List of tasks
1: Answer these questions about the AOCL-BLAS GEMM excerpt, one per line:
(a) In earlier implementations, which loop of the 5-loop GEMM algorithm invoked gemm_kernel, and which dimension does that loop iterate over?
(b) What example value does the code comment give for the micro-kernel block size MR?
(c) How large is the instruction cache that the excerpt says comes under pressure?
2: Transcribe the AOCL-BLAS GEMM excerpt from "In earlier implementations" to "for M dimension)".
3: Continue the AOCL-BLAS GEMM kernel excerpt, starting after its last sentence.

Text extract
This configuration was consistently used across all benchmarks and performance charts in the blog.

Repeated Kernel Call & µOp Cache Inefficiency

In earlier implementations of the GEMM kernel within AOCL-BLAS, each micro-tile of the matrix was processed through an invocation of the gemm_kernel function. This was typically done inside the second loop of the 5-loop GEMM algorithm, which iterates over the M dimension. For every iteration, the offsets are recalculated, and a function is invoked to handle the current tile.

    // gemm_kernel code block 
// Loop 2 of the 5-loop GEMM algorithm 
// This loop advances in steps of the micro-kernel block size (e.g., 24 for M dimension) 
for (int i = 0; i < M; i += MR)  // MR = micro-kernel block size for M (e.g., 24) 
{ 
    // Compute offsets for A and C based on current block row 
    int A_offset = i * lda;  // lda = leading dimension of A 
    int C_offset = i * ldc;  // ldc = leading dimension of C 

    // Call the micro-kernel on the current block 
    gemm_kernel(A_base_ptr + A_offset,  
                B_base_ptr,  
                C_base_ptr + C_offset,  
                ...);  // Additional parameters as needed

While this approach is functionally correct, it introduces significant performance penalties. This implementation causes fragmentation of the instruction stream, which increases the pressure on the 32KB instruction cache. This cache struggles to retain both the loop control logic and the relatively large body of the gemm_kernel() function.

Data lines

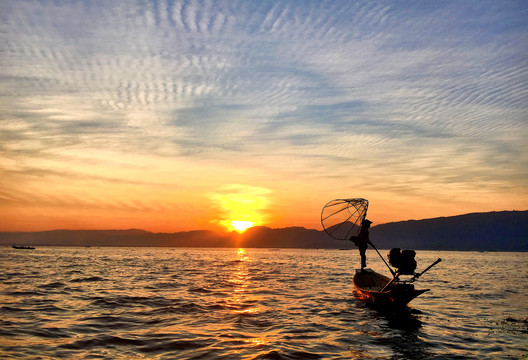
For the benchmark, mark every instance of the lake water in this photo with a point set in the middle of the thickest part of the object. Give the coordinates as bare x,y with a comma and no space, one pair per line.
164,303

Response list
1:
(a) The second loop, which iterates over the M dimension.
(b) 24.
(c) 32KB.

2:
In earlier implementations of the GEMM kernel within AOCL-BLAS, each micro-tile of the matrix was processed through an invocation of the gemm_kernel function. This was typically done inside the second loop of the 5-loop GEMM algorithm, which iterates over the M dimension. For every iteration, the offsets are recalculated, and a function is invoked to handle the current tile.

    // gemm_kernel code block 
// Loop 2 of the 5-loop GEMM algorithm 
// This loop advances in steps of the micro-kernel block size (e.g., 24 for M dimension)

3:
Moreover, µOp cache and loop stream detector (LSD) in the “Zen” architecture, both critical for efficient frontend throughput, are optimized for tight, predictable instruction sequences. Frequent function calls disrupt this predictability, leading to µOp cache fragmentation and reduced LSD engagement. As a result, the frontend pipeline experiences stalls, and the overall throughput of GEMM operation degrades.

Figure 2: Visual Comparison of DGEMM Kernel Strategies: Baseline vs Optimized Execution

Hierarchical Blocking and nested loops surrounding the 24x8 micro-kernel vs Inline assembly kernel: The left side of the image shows a blocking and nested loops, while the right side highlights the inline assembly kernel, which implements the M loop directly within the kernel.

To address this, we restructured the kernel by pulling the micro-tile loop directly into the kernel function body using inline assembly. This change eliminated the need for repeated function calls, allowing the entire loop to execute as a contiguous block of instructions.

    void gemm_kernel_with_internal_loop(...) { 
    begin_asm; 
    // Register-based loop 
    // Compute offsets, load, FMA, store, loop 
    end_asm; 
}

The benefits were immediate: contiguous instruction stream improved I-cache locality, better µOp cache utilization, and consistent engagement of the LSD. This change significantly reduced the function call overhead, enabling faster front-end throughput.

The performance chart compares the baseline implementation with the optimized Double-precision General Matrix Multiply (DGEMM) kernel, showing 5% performance improvement. This improvement stems from reducing function call overhead and ensuring a more contiguous instruction stream.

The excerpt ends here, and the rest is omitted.